**Direction**. Convert every line of the records below into a Markdown table with the columns "No." and "Text," giving each line a row number and skipping blank lines. Leave the pictures out of the table.

**Provided material**.
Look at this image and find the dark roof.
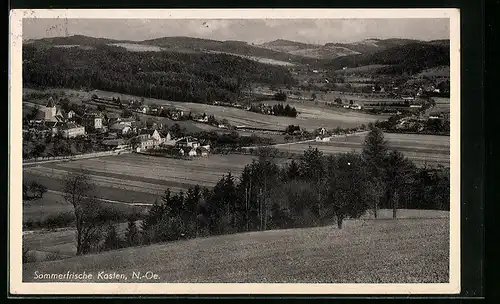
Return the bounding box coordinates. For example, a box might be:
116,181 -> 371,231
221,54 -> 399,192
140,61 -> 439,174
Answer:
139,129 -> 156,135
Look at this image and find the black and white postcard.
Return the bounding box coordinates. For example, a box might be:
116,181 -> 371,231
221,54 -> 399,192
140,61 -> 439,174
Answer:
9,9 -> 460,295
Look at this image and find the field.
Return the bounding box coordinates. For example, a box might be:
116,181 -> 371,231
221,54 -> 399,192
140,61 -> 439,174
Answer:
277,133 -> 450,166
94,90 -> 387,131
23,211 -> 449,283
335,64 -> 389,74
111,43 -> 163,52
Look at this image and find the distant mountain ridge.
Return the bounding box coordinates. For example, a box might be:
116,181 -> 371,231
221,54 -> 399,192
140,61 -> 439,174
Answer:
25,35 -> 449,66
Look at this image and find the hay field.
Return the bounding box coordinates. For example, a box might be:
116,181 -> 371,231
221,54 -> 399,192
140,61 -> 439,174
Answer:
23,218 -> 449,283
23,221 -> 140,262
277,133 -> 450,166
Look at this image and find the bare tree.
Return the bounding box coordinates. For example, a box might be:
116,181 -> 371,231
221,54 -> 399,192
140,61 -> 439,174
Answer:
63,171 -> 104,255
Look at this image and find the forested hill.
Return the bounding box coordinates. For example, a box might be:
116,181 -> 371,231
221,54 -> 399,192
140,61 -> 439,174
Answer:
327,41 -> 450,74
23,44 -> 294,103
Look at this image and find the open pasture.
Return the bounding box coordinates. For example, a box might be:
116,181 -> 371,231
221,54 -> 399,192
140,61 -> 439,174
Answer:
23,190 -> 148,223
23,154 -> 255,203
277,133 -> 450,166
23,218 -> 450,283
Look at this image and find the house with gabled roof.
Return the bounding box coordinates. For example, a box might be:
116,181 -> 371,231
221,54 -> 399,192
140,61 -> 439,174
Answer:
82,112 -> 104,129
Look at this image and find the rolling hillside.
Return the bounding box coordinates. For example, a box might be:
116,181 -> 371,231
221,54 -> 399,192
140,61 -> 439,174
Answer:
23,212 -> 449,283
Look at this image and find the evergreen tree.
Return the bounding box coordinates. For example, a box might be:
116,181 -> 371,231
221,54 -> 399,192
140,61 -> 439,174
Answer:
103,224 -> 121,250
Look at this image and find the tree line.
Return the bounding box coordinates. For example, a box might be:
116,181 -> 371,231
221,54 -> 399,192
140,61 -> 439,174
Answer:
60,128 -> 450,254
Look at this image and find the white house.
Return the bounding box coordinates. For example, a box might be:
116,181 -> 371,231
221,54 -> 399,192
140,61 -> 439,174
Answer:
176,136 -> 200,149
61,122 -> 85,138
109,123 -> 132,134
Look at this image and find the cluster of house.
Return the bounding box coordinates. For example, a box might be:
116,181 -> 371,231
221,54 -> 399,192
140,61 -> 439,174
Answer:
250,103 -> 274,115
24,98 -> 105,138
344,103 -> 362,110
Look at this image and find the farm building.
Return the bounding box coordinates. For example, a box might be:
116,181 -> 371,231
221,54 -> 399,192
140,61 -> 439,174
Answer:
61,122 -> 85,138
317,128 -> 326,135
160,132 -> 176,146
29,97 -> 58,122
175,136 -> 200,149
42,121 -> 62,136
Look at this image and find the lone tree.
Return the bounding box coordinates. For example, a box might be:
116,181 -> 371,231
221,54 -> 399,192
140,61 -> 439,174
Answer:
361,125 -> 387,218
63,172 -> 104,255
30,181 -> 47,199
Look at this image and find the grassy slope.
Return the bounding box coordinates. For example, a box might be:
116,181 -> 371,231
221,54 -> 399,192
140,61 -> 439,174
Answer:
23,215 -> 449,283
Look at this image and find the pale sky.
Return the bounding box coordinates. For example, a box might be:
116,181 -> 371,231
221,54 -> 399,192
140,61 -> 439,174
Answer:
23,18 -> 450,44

**Complete output**.
| No. | Text |
|---|---|
| 1 | Look at this image and find the dark roof. |
| 2 | Return the bounding box coordinates. For example, a box might be: |
| 3 | 116,181 -> 371,231 |
| 4 | 221,54 -> 399,192 |
| 5 | 140,61 -> 439,174 |
| 6 | Answer: |
| 7 | 139,129 -> 156,135 |
| 8 | Look at this image and find the black and white postcard. |
| 9 | Return the bounding box coordinates. For example, a box might be: |
| 10 | 116,181 -> 371,231 |
| 11 | 221,54 -> 399,192 |
| 12 | 140,61 -> 439,174 |
| 13 | Answer: |
| 14 | 9,9 -> 460,295 |
| 15 | Look at this image and find the field. |
| 16 | Return the bounding box coordinates. For example, a box might be: |
| 17 | 116,181 -> 371,231 |
| 18 | 221,54 -> 399,192 |
| 19 | 140,61 -> 439,174 |
| 20 | Answer: |
| 21 | 277,133 -> 450,166 |
| 22 | 94,90 -> 387,131 |
| 23 | 23,211 -> 449,283 |
| 24 | 335,64 -> 389,74 |
| 25 | 111,43 -> 163,52 |
| 26 | Look at this image and find the distant mountain ridge. |
| 27 | Return the bounding box coordinates. For example, a box might be: |
| 28 | 116,181 -> 371,231 |
| 29 | 221,54 -> 399,192 |
| 30 | 140,61 -> 439,174 |
| 31 | Answer: |
| 32 | 25,35 -> 449,66 |
| 33 | Look at this image and find the hay field. |
| 34 | Return the bounding box coordinates. For example, a box might be: |
| 35 | 116,181 -> 371,231 |
| 36 | 221,54 -> 399,192 |
| 37 | 140,61 -> 439,174 |
| 38 | Answer: |
| 39 | 23,218 -> 449,283 |
| 40 | 23,221 -> 140,262 |
| 41 | 277,133 -> 450,166 |
| 42 | Look at this image and find the bare tree. |
| 43 | Return the bounding box coordinates. For example, a box might be: |
| 44 | 116,181 -> 371,231 |
| 45 | 221,54 -> 399,192 |
| 46 | 140,61 -> 439,174 |
| 47 | Answer: |
| 48 | 63,171 -> 104,255 |
| 49 | Look at this image and find the forested hill. |
| 50 | Return the bounding box coordinates. For example, a box might be: |
| 51 | 116,181 -> 371,231 |
| 52 | 221,54 -> 399,192 |
| 53 | 140,61 -> 439,174 |
| 54 | Answer: |
| 55 | 327,41 -> 450,74 |
| 56 | 23,44 -> 294,103 |
| 57 | Look at this image and find the open pasture. |
| 58 | Return the bounding box coordinates. For example, a box might be: |
| 59 | 116,181 -> 371,231 |
| 60 | 221,54 -> 399,192 |
| 61 | 140,61 -> 439,174 |
| 62 | Answer: |
| 63 | 23,190 -> 148,223 |
| 64 | 23,154 -> 255,203 |
| 65 | 277,133 -> 450,166 |
| 66 | 23,218 -> 450,283 |
| 67 | Look at this image and find the house with gabled roof. |
| 68 | Return the bounding box coordinates. For example, a box might be: |
| 69 | 116,181 -> 371,231 |
| 70 | 221,54 -> 399,192 |
| 71 | 140,61 -> 439,174 |
| 72 | Answer: |
| 73 | 82,112 -> 104,129 |
| 74 | Look at this image and find the rolling hillside. |
| 75 | Return the bounding box coordinates. For example, a box might be: |
| 76 | 116,181 -> 371,231 |
| 77 | 221,54 -> 399,192 |
| 78 | 140,61 -> 439,174 |
| 79 | Answer: |
| 80 | 23,212 -> 449,283 |
| 81 | Look at this image and find the evergreen tree. |
| 82 | Return the bounding box coordinates. For example, a box might be: |
| 83 | 116,181 -> 371,231 |
| 84 | 221,54 -> 399,192 |
| 85 | 140,61 -> 439,174 |
| 86 | Answer: |
| 87 | 103,224 -> 121,250 |
| 88 | Look at this image and find the tree line. |
| 89 | Return the bounding box coordinates. For example, a box might be: |
| 90 | 116,181 -> 371,231 |
| 91 | 221,54 -> 399,192 |
| 92 | 140,61 -> 439,174 |
| 93 | Answer: |
| 94 | 60,128 -> 450,254 |
| 95 | Look at this image and find the white house. |
| 96 | Return the bounding box coordinates. For example, a box might be: |
| 97 | 116,181 -> 371,231 |
| 98 | 221,54 -> 399,192 |
| 99 | 140,61 -> 439,174 |
| 100 | Answer: |
| 101 | 176,136 -> 200,149 |
| 102 | 61,122 -> 85,138 |
| 103 | 109,123 -> 132,134 |
| 104 | Look at this image and find the cluster of house. |
| 105 | Return the bounding box coordinates. For example, a box might be: |
| 106 | 116,181 -> 371,231 |
| 107 | 221,54 -> 399,192 |
| 108 | 140,61 -> 439,174 |
| 109 | Answer: |
| 110 | 250,103 -> 274,115 |
| 111 | 24,98 -> 105,138 |
| 112 | 344,103 -> 362,110 |
| 113 | Look at this image and find the farm building. |
| 114 | Return the bounding box coordinates. For example, a box might be: |
| 115 | 116,181 -> 371,231 |
| 116 | 221,54 -> 399,192 |
| 117 | 140,61 -> 439,174 |
| 118 | Answer: |
| 119 | 61,122 -> 85,138 |
| 120 | 317,128 -> 326,135 |
| 121 | 160,132 -> 176,146 |
| 122 | 29,97 -> 58,122 |
| 123 | 175,136 -> 200,149 |
| 124 | 42,121 -> 62,136 |
| 125 | Look at this image and find the lone tree. |
| 126 | Return the bounding box coordinates. For example, a box might be: |
| 127 | 116,181 -> 371,231 |
| 128 | 221,54 -> 399,192 |
| 129 | 140,61 -> 439,174 |
| 130 | Answer: |
| 131 | 361,125 -> 387,218 |
| 132 | 63,172 -> 104,255 |
| 133 | 30,181 -> 47,199 |
| 134 | Look at this image and find the grassy slope. |
| 135 | Return the bounding box coordinates. For example, a box might be: |
| 136 | 116,181 -> 371,231 |
| 137 | 221,54 -> 399,192 |
| 138 | 140,61 -> 439,174 |
| 139 | Answer: |
| 140 | 23,215 -> 449,283 |
| 141 | Look at this image and find the pale sky. |
| 142 | Return the bounding box coordinates. For example, a box might be: |
| 143 | 116,181 -> 371,231 |
| 144 | 221,54 -> 399,192 |
| 145 | 140,61 -> 439,174 |
| 146 | Answer: |
| 147 | 23,18 -> 450,44 |